START Passage to read
Sharing our Story and Learning from Others at Indspire National Gathering

Jan 18, 2016 0 Comments

On November 13 and 14, 2015 the Indspire National Gathering took place in Calgary. This annual conference focuses on Indigenous education and is an opportunity for educators to share and work together on improving academic outcomes for Indigenous students. This year’s theme was on holistic education, including the mental, emotional, physical and spiritual needs of youth.

The SCI team led two presentations at the conference – one general presentation on ELI and how we use Seasonal Learning Wheels, and a workshop presentation by Athabasca Delta Community School (ADCS) and ELI team members on how the school’s land-based learning journey. In both presentations, the audience were very engaged and the rooms were packed with 50-60 people in each. Our presentations spurred some great discussion including:

  • Sharing what it means to walk in two worlds
  • Questions about how this model can spread to other areas, especially Fort McMurray schools, where many students from surrounding communities attend high school
  • Discussion on ways to connect traditional and land-based activities with the curriculum; as Rosalind wisely pointed out, “As a teacher, I have a choice: my students can learn to count blocks, or they can learn to count fish.”

Our presentation on ADCS' Land-based Learning Journey was recorded as a webinar, and can be seen here.
END Passage to read
START Supplied information
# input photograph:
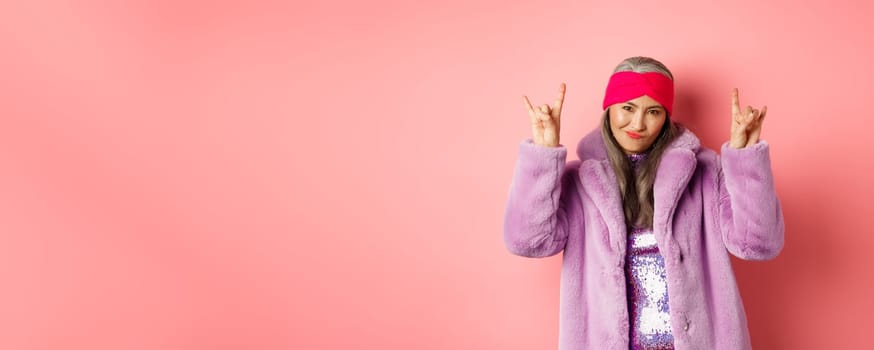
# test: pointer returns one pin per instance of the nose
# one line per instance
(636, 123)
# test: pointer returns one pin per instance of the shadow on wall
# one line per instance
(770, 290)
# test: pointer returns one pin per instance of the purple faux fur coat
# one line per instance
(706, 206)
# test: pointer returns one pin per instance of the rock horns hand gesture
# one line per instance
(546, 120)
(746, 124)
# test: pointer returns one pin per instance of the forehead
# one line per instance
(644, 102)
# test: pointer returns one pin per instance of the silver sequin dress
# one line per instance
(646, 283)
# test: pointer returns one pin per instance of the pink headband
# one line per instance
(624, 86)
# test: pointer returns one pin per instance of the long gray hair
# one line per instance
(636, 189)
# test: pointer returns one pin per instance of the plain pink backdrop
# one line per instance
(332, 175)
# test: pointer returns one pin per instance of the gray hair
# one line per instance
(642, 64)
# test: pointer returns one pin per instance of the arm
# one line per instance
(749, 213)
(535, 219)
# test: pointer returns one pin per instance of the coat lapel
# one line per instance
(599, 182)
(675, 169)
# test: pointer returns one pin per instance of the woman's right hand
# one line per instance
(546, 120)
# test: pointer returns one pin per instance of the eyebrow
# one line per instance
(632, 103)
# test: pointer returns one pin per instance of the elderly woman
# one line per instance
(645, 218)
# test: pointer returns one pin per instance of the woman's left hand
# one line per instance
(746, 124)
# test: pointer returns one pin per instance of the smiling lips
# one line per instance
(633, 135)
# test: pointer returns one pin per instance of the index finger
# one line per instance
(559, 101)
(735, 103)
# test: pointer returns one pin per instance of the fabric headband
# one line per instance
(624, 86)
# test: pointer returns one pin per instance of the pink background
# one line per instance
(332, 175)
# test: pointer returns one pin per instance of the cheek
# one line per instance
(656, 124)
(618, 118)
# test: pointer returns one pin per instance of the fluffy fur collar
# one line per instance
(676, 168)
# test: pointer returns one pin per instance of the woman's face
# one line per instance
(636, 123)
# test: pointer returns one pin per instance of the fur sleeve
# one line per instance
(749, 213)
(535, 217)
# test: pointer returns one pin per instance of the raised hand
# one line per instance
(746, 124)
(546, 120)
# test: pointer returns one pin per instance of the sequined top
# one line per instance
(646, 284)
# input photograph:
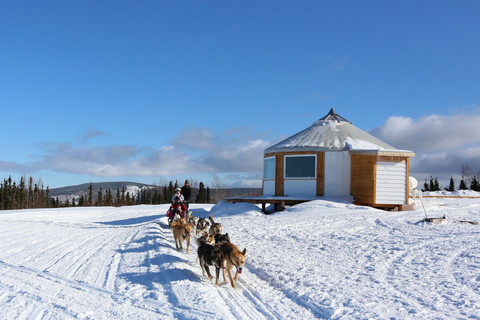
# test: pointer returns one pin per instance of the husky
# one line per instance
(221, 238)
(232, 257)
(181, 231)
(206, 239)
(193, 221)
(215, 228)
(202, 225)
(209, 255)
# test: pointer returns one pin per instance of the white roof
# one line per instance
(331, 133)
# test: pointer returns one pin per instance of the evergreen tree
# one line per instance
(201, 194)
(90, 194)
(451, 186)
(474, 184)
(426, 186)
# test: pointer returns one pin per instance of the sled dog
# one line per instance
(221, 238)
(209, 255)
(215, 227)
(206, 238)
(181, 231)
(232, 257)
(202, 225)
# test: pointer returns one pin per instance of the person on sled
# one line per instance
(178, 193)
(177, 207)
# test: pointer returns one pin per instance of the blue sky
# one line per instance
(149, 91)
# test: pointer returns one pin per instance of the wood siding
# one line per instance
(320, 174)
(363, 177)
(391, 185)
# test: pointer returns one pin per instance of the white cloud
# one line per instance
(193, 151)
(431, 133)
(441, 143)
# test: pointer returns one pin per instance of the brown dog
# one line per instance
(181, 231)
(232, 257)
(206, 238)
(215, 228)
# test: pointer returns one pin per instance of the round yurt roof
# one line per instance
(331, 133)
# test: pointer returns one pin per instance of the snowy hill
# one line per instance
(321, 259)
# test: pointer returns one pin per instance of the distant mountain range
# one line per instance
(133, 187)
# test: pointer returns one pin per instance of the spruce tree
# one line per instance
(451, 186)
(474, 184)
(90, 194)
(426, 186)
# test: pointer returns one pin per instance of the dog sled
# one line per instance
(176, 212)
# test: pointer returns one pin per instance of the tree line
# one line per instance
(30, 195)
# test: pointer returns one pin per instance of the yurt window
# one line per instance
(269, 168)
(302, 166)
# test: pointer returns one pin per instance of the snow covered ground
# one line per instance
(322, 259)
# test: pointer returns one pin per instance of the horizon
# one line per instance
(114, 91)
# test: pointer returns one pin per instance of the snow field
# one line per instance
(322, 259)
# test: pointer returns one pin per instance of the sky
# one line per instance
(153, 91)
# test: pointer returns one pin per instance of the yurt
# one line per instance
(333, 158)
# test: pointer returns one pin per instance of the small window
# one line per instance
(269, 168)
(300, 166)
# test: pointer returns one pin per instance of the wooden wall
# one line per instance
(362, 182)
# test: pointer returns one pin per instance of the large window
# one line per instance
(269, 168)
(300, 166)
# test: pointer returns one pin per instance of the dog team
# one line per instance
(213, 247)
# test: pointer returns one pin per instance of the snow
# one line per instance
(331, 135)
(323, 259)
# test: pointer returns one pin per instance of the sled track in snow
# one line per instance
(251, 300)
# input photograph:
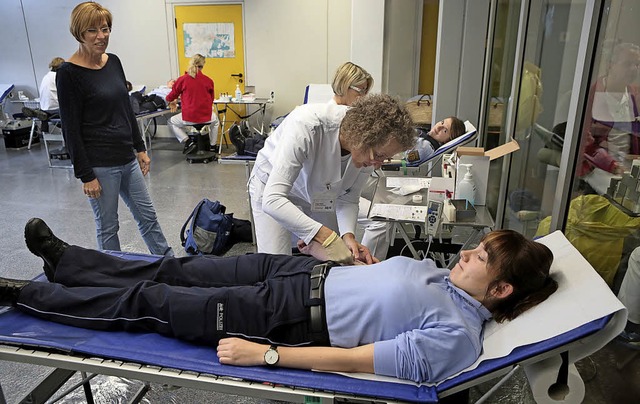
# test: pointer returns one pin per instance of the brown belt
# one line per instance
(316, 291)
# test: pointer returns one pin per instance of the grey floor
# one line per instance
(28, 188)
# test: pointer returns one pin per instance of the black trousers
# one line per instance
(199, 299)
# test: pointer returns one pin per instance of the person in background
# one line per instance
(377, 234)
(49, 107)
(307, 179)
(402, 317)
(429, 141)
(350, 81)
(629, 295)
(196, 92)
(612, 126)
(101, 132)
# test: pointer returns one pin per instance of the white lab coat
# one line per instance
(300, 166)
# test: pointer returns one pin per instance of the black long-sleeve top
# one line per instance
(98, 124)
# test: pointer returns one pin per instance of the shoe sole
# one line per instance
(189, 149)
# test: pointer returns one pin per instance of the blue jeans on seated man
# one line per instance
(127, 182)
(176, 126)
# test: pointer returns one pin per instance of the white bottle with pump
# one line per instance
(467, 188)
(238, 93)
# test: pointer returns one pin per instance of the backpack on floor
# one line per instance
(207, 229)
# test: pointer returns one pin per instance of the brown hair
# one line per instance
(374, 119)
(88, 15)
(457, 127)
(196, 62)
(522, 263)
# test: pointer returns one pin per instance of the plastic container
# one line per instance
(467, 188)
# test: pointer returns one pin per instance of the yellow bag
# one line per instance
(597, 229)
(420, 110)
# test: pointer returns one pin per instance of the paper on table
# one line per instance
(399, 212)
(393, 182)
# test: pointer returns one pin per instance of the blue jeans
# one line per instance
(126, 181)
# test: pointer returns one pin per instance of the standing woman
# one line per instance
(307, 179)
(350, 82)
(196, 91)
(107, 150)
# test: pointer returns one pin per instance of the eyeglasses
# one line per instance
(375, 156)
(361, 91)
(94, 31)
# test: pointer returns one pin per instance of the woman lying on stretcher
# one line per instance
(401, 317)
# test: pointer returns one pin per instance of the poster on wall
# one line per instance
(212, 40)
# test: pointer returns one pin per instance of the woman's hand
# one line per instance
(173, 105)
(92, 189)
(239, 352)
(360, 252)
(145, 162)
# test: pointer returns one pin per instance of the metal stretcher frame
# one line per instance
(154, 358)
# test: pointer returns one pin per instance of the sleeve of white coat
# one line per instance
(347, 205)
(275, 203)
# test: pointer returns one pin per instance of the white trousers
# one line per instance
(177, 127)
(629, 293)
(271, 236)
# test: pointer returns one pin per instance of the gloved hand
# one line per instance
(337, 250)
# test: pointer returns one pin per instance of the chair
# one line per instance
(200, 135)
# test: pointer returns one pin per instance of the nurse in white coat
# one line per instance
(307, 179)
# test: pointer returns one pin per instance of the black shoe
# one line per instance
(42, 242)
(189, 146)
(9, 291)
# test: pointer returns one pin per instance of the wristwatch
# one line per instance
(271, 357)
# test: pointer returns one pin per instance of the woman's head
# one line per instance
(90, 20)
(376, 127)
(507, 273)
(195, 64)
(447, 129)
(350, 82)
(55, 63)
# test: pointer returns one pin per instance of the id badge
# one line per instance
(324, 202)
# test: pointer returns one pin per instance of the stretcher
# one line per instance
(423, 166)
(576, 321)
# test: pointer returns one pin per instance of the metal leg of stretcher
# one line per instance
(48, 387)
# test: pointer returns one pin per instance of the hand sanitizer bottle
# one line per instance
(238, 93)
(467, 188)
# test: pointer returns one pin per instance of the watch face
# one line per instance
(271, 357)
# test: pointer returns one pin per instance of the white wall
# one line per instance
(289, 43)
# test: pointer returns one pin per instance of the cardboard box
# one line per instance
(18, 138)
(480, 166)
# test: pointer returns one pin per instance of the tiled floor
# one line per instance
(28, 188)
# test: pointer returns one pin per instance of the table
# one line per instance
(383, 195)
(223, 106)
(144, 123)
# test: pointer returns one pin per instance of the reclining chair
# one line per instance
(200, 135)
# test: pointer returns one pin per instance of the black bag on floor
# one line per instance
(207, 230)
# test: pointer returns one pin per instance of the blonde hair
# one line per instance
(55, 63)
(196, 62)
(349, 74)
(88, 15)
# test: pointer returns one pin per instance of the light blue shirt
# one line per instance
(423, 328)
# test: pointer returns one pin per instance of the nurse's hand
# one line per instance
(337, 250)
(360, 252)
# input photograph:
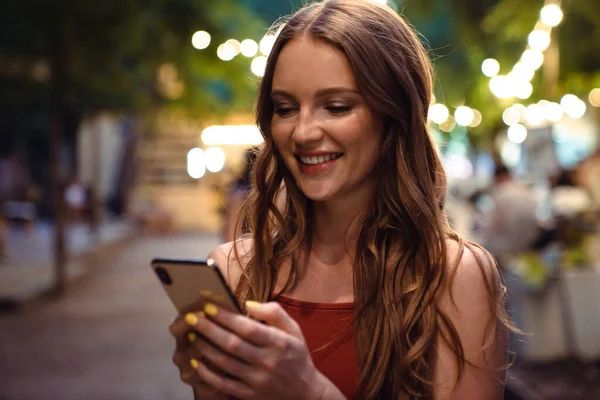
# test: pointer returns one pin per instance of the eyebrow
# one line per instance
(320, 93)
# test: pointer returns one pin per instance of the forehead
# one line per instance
END Supplied information
START Supplied information
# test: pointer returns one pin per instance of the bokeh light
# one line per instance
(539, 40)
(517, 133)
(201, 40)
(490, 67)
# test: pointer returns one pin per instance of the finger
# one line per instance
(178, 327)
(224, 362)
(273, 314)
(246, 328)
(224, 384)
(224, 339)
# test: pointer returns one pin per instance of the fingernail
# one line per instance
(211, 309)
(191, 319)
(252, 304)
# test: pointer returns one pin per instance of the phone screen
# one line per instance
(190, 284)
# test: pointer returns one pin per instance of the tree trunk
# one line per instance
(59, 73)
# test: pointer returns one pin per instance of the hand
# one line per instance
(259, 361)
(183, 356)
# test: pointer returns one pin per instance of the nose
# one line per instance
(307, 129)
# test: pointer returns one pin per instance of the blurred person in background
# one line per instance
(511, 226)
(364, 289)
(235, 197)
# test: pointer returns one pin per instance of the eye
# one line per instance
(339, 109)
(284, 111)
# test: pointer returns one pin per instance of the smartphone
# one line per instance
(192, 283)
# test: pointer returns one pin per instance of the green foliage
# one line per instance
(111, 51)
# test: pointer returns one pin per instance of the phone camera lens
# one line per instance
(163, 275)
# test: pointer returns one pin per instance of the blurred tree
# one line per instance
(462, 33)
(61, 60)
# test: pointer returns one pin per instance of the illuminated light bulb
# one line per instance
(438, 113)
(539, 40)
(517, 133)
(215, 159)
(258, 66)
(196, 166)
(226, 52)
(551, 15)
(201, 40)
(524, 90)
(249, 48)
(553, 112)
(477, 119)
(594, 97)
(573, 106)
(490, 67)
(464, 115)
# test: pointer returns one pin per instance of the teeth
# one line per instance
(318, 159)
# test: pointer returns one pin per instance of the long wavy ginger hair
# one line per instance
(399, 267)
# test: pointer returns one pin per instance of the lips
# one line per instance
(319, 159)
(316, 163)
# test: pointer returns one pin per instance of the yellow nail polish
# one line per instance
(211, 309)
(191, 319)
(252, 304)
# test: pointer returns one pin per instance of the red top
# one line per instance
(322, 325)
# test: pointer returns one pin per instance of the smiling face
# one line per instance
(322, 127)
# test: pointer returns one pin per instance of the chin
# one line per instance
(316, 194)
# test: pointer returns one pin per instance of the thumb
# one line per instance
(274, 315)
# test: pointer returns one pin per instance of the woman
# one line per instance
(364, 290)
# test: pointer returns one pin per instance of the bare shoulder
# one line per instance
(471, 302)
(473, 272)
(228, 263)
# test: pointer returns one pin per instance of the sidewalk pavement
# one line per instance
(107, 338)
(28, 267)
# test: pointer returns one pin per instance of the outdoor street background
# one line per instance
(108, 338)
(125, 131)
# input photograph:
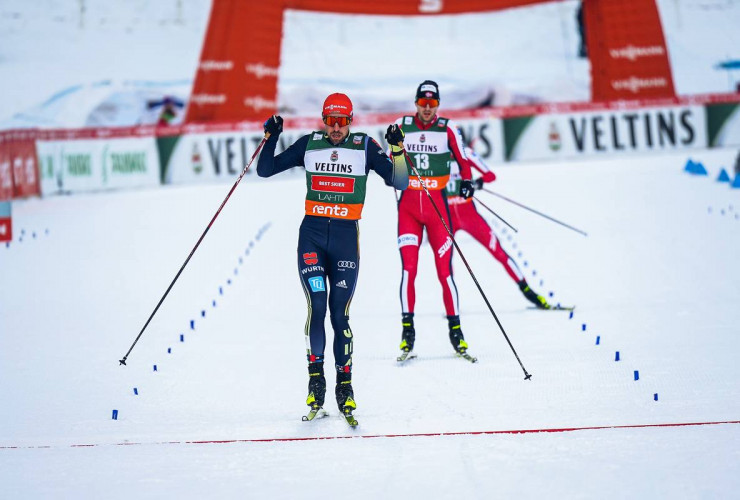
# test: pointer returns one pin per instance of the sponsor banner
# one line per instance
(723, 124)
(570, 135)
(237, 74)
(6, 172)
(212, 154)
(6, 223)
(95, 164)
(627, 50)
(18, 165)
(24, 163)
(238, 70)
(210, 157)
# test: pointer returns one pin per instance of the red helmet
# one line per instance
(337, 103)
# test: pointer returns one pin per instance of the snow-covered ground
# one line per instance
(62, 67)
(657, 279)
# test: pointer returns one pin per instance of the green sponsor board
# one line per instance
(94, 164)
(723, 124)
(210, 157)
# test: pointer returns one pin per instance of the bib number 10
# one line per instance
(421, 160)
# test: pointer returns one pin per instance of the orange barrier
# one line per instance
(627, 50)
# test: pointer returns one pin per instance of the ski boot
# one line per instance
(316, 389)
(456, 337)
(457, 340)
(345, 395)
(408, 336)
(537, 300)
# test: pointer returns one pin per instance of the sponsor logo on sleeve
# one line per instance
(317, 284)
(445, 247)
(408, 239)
END Supplied information
Reproduce in full, word for word, the post about the Indspire National Gathering given above.

Sharing our Story and Learning from Others at Indspire National Gathering

Jan 18, 2016 0 Comments

On November 13 and 14, 2015 the Indspire National Gathering took place in Calgary. This annual conference focuses on Indigenous education and is an opportunity for educators to share and work together on improving academic outcomes for Indigenous students. This year’s theme was on holistic education, including the mental, emotional, physical and spiritual needs of youth.

The SCI team led two presentations at the conference – one general presentation on ELI and how we use Seasonal Learning Wheels, and a workshop presentation by Athabasca Delta Community School (ADCS) and ELI team members on how the school’s land-based learning journey. In both presentations, the audience were very engaged and the rooms were packed with 50-60 people in each. Our presentations spurred some great discussion including:

  • Sharing what it means to walk in two worlds
  • Questions about how this model can spread to other areas, especially Fort McMurray schools, where many students from surrounding communities attend high school
  • Discussion on ways to connect traditional and land-based activities with the curriculum; as Rosalind wisely pointed out, “As a teacher, I have a choice: my students can learn to count blocks, or they can learn to count fish.”

Our presentation on ADCS' Land-based Learning Journey was recorded as a webinar, and can be seen here.